* _SOURCE TEXT_:
The effects of the COVID-19 pandemic, including disruptions to employment and public health challenges, created instability for many low-income households and made it difficult for these households to continue paying their rent. In 2020 and 2021, Congress appropriated nearly $50 billion for two rounds of Emergency Rental Assistance (ERA) programs to provide rental assistance to support housing stability for renter households. The program was limited to residents with incomes less than 80 percent of the area median income. The US Treasury Department distributed the funding to state and local government grantees to implement these programs in partnership with community-based organizations and housing providers.
Why This Matters
ERA programs ultimately provided more than 3 million renters with money for rent, utilities, and other housing-related expenses. This enormous scale, along with ERA program design and implementation features, offers lessons for future direct assistance programs for renters and for other types of assistance programs. To distribute the ERA funding, grantees needed to rapidly identify an implementation approach, hire staff, and set up systems with application and processing capabilities.

* _YOUR INSTRUCTIONS_:
Does each statement below agree with the Emergency Rental Assistance text? For each, answer yes or no and quote the words from the text that settle it.
1. Congress set aside nearly $50 billion for two rounds of ERA programs.
2. Residents earning up to 100 percent of the area median income qualified for the program.
3. The US Treasury Department paid the funding directly to individual renters.
The data after this point is separate material, unrelated to the Emergency Rental Assistance text.

* _MATERIAL SHOWN_:
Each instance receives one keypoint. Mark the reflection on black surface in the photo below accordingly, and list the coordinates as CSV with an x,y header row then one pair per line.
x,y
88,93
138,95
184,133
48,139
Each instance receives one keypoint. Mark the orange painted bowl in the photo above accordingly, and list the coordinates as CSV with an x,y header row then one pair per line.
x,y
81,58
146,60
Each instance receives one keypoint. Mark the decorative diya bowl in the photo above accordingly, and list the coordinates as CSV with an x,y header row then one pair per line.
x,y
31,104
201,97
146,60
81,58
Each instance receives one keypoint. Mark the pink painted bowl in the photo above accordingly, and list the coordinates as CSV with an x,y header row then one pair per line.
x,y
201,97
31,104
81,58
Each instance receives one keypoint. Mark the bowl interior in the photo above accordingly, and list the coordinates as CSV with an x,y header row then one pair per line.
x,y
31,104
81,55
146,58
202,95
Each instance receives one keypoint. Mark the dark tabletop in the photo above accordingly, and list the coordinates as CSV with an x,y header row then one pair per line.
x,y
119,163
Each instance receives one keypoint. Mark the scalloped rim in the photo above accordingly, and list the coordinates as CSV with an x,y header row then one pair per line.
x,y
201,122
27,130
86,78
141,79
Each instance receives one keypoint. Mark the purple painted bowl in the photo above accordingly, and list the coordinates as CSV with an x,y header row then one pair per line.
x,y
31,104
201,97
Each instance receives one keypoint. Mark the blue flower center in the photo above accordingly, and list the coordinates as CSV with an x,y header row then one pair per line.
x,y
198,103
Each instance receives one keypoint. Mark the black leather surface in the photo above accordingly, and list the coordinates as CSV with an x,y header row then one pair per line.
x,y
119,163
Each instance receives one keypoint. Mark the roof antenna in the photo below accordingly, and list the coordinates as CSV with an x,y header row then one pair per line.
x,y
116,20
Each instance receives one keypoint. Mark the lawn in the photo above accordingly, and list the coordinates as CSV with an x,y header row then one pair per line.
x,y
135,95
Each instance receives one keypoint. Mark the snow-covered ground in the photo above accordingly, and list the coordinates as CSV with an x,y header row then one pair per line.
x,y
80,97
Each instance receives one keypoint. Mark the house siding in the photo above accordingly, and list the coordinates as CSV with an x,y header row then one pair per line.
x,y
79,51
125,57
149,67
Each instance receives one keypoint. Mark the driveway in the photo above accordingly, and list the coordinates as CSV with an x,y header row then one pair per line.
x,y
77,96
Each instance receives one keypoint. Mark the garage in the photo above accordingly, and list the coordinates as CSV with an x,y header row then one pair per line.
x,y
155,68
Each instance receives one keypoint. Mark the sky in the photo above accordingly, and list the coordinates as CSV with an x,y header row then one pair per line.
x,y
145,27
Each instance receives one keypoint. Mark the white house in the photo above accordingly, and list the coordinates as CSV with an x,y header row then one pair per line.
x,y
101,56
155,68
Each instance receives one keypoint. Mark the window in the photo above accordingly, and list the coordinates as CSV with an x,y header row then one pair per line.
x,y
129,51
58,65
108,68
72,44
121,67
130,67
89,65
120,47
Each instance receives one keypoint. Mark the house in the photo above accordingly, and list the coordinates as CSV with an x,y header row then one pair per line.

* _ANSWER FOR THIS EXERCISE_:
1. Yes: "In 2020 and 2021, Congress appropriated nearly $50 billion for two rounds of Emergency Rental Assistance (ERA) programs"
2. No: "The program was limited to residents with incomes less than 80 percent of the area median income."
3. No: "The US Treasury Department distributed the funding to state and local government grantees"